=== PROBLEM ===
Go through the listing below, and from the line containing "An example of" through its last line, transcribe every line exactly, skipping pictures.

=== SOURCE DATA ===
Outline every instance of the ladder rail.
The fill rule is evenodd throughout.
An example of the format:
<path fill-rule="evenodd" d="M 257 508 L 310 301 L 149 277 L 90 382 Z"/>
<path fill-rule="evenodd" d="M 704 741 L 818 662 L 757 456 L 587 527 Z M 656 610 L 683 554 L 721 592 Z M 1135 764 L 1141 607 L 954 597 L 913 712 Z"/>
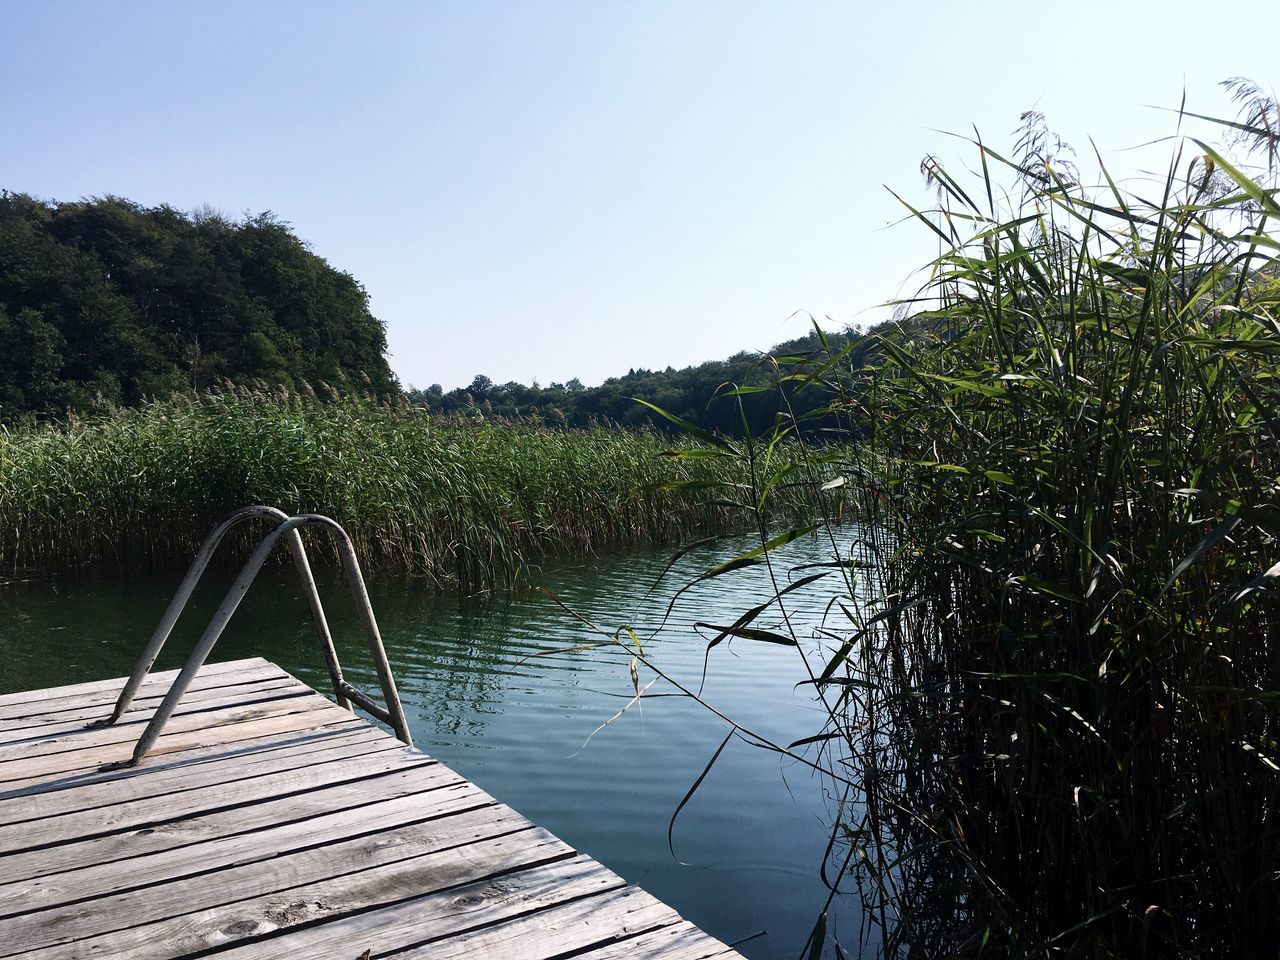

=== ANSWER BELOW ===
An example of the format:
<path fill-rule="evenodd" d="M 257 508 L 310 301 L 149 277 L 90 382 Z"/>
<path fill-rule="evenodd" d="M 704 741 L 818 662 L 757 456 L 587 527 Z M 656 610 L 683 554 L 721 592 Z M 1135 764 L 1141 607 L 954 597 L 913 712 Z"/>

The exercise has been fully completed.